§ Record extracts
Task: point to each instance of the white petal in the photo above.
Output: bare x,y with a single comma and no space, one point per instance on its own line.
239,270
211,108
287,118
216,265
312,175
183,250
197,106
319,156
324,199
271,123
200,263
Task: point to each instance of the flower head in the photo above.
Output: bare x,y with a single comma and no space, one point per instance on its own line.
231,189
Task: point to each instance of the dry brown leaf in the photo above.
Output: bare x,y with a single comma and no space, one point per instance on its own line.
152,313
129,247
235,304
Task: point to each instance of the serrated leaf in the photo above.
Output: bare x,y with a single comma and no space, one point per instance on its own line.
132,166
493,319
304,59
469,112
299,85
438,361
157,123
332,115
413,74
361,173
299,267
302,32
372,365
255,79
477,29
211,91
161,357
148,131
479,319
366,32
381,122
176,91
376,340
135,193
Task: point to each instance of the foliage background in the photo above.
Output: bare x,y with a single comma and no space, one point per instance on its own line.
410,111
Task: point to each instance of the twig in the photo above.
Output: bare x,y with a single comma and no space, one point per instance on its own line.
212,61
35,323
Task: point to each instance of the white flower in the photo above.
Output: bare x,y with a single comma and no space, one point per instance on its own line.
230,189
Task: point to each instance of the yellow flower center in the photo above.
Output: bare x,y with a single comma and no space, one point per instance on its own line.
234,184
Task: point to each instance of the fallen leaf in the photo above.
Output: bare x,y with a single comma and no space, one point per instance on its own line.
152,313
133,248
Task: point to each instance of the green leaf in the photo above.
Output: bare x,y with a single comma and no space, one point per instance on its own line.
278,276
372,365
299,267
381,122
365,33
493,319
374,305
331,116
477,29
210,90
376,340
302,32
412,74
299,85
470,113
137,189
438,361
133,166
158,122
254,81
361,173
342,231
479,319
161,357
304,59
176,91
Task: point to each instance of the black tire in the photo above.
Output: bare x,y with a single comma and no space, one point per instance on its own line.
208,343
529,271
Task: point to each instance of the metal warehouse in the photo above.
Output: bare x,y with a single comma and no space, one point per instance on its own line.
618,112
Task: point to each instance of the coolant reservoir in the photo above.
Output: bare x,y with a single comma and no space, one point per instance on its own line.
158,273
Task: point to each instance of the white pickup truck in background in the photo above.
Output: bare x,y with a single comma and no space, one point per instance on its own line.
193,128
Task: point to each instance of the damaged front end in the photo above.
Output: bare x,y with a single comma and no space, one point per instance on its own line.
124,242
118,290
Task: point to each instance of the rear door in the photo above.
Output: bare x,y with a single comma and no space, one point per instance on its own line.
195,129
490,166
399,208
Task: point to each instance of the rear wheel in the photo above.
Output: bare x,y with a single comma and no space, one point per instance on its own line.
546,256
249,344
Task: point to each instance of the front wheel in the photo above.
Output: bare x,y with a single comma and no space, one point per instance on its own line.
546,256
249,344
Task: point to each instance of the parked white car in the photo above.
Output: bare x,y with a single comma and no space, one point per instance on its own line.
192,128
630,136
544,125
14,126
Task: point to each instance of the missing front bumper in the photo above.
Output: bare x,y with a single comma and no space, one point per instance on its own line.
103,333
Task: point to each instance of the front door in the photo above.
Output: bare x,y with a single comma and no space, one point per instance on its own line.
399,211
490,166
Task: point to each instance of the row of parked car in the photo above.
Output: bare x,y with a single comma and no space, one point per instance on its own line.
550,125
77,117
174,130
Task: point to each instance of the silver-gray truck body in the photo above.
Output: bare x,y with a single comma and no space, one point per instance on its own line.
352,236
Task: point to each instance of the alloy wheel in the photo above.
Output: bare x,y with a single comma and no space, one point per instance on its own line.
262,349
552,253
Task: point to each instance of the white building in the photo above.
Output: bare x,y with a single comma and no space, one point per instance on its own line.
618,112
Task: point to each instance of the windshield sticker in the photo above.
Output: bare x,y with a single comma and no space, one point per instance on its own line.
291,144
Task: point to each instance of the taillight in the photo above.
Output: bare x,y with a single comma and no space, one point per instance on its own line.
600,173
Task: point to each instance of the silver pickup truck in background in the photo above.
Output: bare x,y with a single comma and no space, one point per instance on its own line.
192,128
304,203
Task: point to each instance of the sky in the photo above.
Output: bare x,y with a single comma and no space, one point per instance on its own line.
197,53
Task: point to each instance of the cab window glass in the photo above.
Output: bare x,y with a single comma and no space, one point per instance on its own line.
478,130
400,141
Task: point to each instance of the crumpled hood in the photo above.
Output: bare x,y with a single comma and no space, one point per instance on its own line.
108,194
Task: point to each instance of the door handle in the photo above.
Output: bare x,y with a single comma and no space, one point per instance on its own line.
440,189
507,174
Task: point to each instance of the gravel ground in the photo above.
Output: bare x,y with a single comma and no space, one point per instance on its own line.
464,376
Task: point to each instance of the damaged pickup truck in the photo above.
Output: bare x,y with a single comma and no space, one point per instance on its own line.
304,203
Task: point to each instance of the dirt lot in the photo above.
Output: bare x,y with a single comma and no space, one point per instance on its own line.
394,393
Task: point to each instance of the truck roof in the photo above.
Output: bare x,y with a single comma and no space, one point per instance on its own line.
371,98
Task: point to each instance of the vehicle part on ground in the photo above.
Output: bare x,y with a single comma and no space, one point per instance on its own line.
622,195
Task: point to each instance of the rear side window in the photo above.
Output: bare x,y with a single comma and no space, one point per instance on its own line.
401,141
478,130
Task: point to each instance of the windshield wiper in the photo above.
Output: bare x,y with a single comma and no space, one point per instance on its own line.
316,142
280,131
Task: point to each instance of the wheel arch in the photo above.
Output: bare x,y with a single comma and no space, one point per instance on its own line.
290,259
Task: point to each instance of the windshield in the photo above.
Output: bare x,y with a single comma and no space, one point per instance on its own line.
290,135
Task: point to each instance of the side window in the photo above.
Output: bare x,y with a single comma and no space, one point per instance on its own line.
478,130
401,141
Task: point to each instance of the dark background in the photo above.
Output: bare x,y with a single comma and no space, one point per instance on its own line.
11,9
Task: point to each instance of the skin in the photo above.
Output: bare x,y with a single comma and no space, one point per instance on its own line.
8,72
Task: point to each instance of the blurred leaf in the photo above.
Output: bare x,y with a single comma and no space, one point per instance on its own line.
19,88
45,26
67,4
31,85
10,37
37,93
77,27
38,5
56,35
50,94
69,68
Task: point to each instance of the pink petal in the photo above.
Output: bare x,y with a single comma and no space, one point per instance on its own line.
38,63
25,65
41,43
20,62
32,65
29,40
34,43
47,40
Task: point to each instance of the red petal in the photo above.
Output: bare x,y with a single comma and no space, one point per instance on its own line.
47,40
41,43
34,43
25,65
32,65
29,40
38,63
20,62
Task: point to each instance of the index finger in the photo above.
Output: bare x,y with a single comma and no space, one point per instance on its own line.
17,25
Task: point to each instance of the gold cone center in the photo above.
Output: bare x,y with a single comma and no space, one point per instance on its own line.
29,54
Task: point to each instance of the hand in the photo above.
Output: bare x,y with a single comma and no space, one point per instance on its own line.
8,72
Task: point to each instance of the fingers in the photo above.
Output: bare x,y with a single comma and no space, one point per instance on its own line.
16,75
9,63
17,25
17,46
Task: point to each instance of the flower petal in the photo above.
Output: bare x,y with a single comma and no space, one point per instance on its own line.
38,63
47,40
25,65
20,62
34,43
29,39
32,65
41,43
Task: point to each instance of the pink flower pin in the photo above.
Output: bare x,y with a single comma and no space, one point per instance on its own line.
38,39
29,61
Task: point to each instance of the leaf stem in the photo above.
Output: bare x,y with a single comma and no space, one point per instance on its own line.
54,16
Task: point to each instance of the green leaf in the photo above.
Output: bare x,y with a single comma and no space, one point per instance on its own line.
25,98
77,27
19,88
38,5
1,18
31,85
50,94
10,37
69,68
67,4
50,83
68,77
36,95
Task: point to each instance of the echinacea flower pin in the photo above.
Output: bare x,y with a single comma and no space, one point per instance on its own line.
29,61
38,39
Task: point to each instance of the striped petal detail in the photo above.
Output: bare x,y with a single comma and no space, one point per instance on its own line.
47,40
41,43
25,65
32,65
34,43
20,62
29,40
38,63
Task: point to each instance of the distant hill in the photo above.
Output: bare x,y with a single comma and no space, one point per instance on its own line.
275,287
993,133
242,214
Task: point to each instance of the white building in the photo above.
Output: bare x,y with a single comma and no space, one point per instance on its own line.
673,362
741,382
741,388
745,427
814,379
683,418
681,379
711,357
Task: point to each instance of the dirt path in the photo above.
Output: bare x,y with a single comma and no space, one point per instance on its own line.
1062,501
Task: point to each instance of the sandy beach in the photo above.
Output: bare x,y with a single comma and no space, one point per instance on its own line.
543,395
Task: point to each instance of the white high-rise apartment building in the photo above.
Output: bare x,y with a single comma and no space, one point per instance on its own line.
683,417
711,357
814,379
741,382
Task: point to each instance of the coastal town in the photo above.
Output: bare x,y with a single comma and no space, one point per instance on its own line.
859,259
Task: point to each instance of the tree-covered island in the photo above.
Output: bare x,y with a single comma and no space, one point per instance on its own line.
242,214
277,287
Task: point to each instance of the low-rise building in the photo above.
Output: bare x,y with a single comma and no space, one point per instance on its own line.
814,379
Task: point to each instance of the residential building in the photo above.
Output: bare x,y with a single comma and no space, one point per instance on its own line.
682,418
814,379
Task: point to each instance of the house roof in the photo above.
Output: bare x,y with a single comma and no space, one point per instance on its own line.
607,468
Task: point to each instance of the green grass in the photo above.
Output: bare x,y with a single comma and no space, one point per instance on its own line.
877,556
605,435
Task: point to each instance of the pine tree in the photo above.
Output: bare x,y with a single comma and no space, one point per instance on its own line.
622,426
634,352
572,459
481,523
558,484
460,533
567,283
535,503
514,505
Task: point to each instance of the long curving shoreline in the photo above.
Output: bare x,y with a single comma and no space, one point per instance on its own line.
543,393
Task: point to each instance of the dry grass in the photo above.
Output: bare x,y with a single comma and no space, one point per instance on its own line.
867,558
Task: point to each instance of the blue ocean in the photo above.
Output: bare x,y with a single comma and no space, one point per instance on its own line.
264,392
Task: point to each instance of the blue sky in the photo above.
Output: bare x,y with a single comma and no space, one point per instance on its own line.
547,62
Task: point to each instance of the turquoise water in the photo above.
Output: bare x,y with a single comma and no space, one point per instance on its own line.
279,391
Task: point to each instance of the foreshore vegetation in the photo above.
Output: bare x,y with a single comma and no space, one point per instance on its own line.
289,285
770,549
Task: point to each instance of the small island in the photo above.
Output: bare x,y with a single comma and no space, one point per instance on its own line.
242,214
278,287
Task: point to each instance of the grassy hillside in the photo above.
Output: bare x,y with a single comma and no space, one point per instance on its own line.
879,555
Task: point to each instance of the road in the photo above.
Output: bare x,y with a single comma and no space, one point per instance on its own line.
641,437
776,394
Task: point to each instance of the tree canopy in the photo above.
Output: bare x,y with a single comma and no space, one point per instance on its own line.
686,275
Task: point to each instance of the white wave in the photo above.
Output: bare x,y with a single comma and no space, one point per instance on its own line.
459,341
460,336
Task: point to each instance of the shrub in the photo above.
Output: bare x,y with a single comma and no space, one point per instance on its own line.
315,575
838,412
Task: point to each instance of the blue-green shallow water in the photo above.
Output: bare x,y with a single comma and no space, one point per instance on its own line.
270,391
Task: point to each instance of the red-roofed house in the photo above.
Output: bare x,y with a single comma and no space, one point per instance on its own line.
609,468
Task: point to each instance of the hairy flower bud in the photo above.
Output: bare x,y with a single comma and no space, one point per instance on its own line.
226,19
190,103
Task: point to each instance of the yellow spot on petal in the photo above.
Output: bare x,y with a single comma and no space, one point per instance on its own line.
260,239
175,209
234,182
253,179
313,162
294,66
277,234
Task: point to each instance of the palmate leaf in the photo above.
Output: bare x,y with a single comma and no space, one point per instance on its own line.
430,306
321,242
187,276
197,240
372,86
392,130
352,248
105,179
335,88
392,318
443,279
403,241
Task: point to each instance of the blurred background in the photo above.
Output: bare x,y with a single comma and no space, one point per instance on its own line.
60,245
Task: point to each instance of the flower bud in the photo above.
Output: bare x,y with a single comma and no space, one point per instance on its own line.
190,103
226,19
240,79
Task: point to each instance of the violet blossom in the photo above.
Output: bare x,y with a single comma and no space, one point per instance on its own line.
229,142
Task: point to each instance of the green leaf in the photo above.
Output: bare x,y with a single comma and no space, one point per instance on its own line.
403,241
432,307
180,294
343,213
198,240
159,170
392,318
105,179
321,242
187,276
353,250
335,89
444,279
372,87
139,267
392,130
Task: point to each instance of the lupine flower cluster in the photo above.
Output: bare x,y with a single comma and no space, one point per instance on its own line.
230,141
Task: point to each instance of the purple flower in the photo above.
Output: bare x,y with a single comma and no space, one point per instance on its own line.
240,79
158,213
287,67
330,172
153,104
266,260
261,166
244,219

§ Try it
Only one thing belongs in the answer: the number of lines of the data that contain the string "pickup".

§ Exercise output
3